▶ **Tasks to perform**
- 1) List the four recommendations that the panel agreed on by consensus in the summary on treating osteochondritis dissecans of the knee.
- 2) Write out word for word the part of the osteochondritis dissecans summary that opens with the words containing "But as this" and closes with "be salvaged (saved).".
- 3) Write the next part of the summary on treating osteochondritis dissecans of the knee, picking up after its final sentence.

Sixteen studies were deemed acceptable in quality and design to be included in a systematic review of osteochondritis dissecans (OCD) of the knee. The review was conducted by a panel of pediatric orthopedic surgeons from all over the United States.
Out of these 16 studies comes 16 recommendations called clinical practice guidelines (CPGs) for the treatment of osteochondritis of the knee in children.
Osteochondritis dissecans (OCD) is a problem in the cartilage of the knee that affects the end of the femur (big bone of the thigh). The problem occurs where the cartilage of the knee attaches to the bone underneath.
The area of bone just under the cartilage surface is injured, leading to damage to the blood vessels of the bone. Without blood flow, the area of damaged bone actually dies. A joint surface damaged by OCD doesn't heal naturally.
Even with surgery, OCD usually leads to future joint problems, including degenerative arthritis and osteoarthritis. That's why proper treatment (based on evidence of what works and what doesn't) is so important.
But as this report shows, what we don't know about the treatment of OCD far outweighs what we do know. Most of the recommendations made by this group were graded as inconclusive -- meaning there's not enough evidence to say for sure. Based on clinical experience combined with data from the studies collected, the panel was able to agree (consensus) on four recommendations.
We'll start with those four consensus recommendations and then fill you in on what the group had to say about future directions in research. The way the authors reported their consensus recommendations was to say, "In the absence of reliable evidence, it is the opinion of the work group that..."
Surgery should be offered to children with unstable or displaced osteochondritis dissecans (OCD) lesions that can be salvaged (saved).
Likewise, the same treatment recommendation can be made for those patients who have the same condition (unstable or displaced OCD) but who have reached skeletal maturity (bone is no longer growing).
For those patients who do receive treatment for OCD but who don't get better (pain persists), follow-up is recommended. The surgeon should complete a history, physical examination, and order imaging studies (X-rays, MRIs) to see what kind of healing response is present.
Physiotherapy is advised after surgery for OCD.
Some of the advice routinely given patients with OCD will probably still be included in patient education -- at least until more conclusive evidence is found to support or negate these recommendations. For example, patients are advised to modify their activities and lose weight if they are overweight. The idea behind these guidelines is to help prevent osteoarthritis.
As to the specific type of cartilage repair to perform for unstable or displaced but still salvageable OCD lesions...well, that's an area of great debate and controversy. There are many different surgical techniques currently available but no consensus as to which one works best.

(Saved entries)
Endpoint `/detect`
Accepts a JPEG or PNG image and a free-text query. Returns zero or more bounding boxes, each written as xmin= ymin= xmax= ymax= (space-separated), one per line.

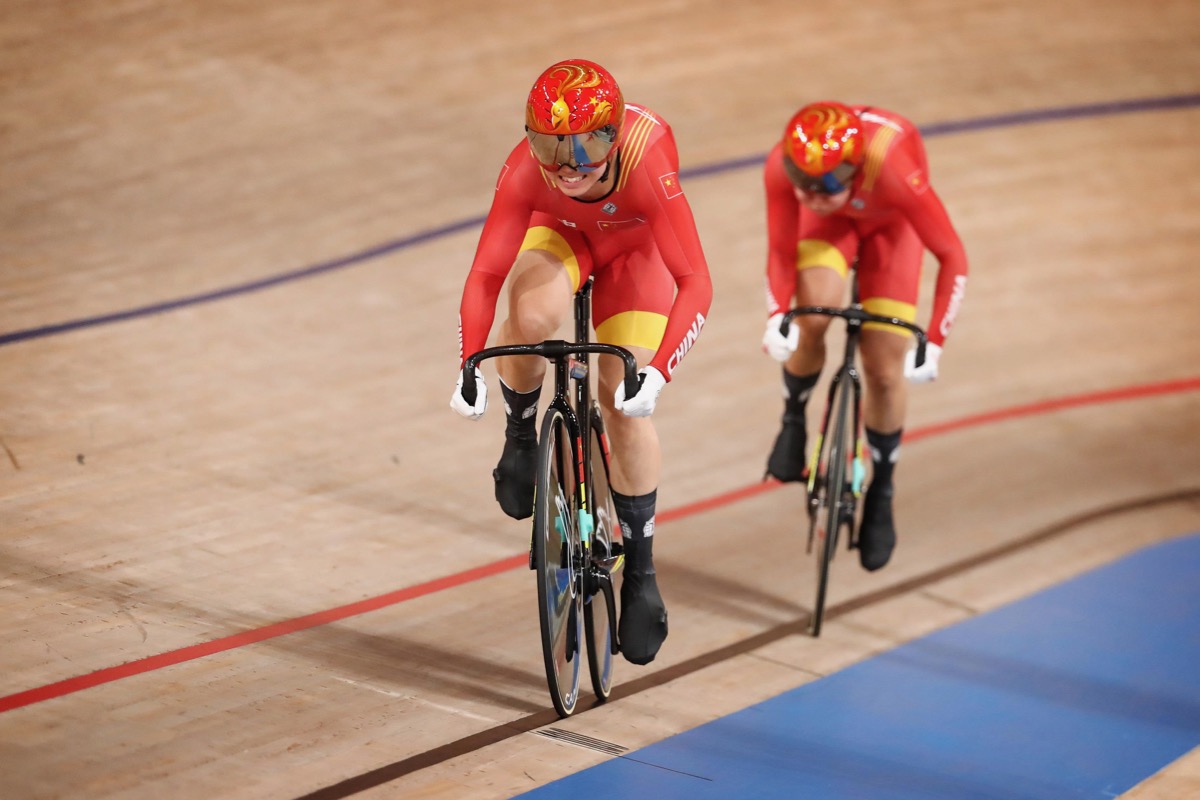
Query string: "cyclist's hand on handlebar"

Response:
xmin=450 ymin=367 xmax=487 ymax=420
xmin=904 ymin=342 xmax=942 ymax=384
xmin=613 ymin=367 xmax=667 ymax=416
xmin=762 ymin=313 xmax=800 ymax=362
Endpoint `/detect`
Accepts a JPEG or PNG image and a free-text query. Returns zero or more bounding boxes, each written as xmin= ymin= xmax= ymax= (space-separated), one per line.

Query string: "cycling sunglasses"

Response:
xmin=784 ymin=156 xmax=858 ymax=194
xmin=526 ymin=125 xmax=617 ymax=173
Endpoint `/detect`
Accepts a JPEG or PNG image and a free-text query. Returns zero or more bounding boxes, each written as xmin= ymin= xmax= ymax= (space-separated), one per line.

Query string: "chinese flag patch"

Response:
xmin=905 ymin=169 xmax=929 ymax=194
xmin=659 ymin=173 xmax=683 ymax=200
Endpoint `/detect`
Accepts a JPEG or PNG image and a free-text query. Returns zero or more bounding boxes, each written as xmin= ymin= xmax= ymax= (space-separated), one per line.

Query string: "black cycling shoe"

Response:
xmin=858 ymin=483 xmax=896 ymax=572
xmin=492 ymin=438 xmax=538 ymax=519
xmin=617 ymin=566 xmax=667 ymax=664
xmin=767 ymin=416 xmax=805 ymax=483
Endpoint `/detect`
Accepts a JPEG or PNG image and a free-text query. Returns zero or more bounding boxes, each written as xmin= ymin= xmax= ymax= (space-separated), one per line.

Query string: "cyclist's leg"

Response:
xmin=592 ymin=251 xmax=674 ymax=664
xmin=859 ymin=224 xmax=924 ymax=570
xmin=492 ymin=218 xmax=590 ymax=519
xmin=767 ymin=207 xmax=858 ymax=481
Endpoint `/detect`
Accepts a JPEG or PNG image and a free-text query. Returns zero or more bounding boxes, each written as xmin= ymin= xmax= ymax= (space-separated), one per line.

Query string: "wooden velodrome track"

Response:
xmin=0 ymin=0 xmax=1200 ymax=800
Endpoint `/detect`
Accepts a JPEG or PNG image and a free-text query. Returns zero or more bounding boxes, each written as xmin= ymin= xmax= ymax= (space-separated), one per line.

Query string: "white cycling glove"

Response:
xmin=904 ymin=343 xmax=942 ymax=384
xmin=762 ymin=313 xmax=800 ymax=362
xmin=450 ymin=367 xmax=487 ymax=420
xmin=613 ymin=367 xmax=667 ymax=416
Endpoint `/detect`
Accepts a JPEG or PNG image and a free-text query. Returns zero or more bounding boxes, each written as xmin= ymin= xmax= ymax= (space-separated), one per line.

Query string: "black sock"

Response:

▶ **Numbered responses**
- 1)
1. Surgery should be offered to children with unstable or displaced OCD lesions that can be salvaged.
2. The same surgical recommendation applies to patients with unstable or displaced OCD who have reached skeletal maturity.
3. Patients who receive treatment for OCD but don't get better should have follow-up, with a history, physical examination, and imaging studies (X-rays, MRIs) to check the healing response.
4. Physiotherapy is advised after surgery for OCD.

- 2)
But as this report shows, what we don't know about the treatment of OCD far outweighs what we do know. Most of the recommendations made by this group were graded as inconclusive -- meaning there's not enough evidence to say for sure. Based on clinical experience combined with data from the studies collected, the panel was able to agree (consensus) on four recommendations.
We'll start with those four consensus recommendations and then fill you in on what the group had to say about future directions in research. The way the authors reported their consensus recommendations was to say, "In the absence of reliable evidence, it is the opinion of the work group that..."
Surgery should be offered to children with unstable or displaced osteochondritis dissecans (OCD) lesions that can be salvaged (saved).

- 3)
Likewise, when it comes to nonsurgical treatment of OCD, there simply isn't enough evidence to support one approach over another. Splinting, bracing, electrical stimulation of the bone, and activity restriction may be prescribed but the effectiveness of any of these techniques is unknown. This is true for both those individuals who are still growing (skeletally immature) and those who have reached full bone maturity.
With so many unknowns and so few really evidence-based clinical practice guidelines, where do we go from here? The authors' strongest recommendations are for future studies to help clear up some of the confusion.
First of all, we need studies that use different surgical techniques but measure the same things (outcomes) in the same way over the same period of time (follow-up). There is a need to find reliable predictive factors.
These are patient characteristics that help predict when treatment will be successful (or fail). These types of predictive values are needed for four groups: patients who are skeletally mature, patients who are skeletally immature, patients treated conservatively (without surgery), and patients who are treated with surgery.
When you add the fact that there are many different types of cartilage repair procedures and then look at all the ways these various factors can be combined, you see how complex the problem is of finding conclusive evidence. And that doesn't begin to evaluate post-operative care.
The authors conclude by suggesting that the best way to continue future research is to conduct multicenter studies. Surgeons at a number of different children's hospitals should work together to combine patient data to form larger sample sizes. If everyone gathers the same information then it is more likely that reliable results can be obtained.
Reference: Henry G. Chambers, MD, et al. Diagnosis and Treatment of Osteochondritis Dissecans. In Journal of the American Orthopaedic Surgeons. May 2011. Vol. 19. No. 5. Pp. 297-305.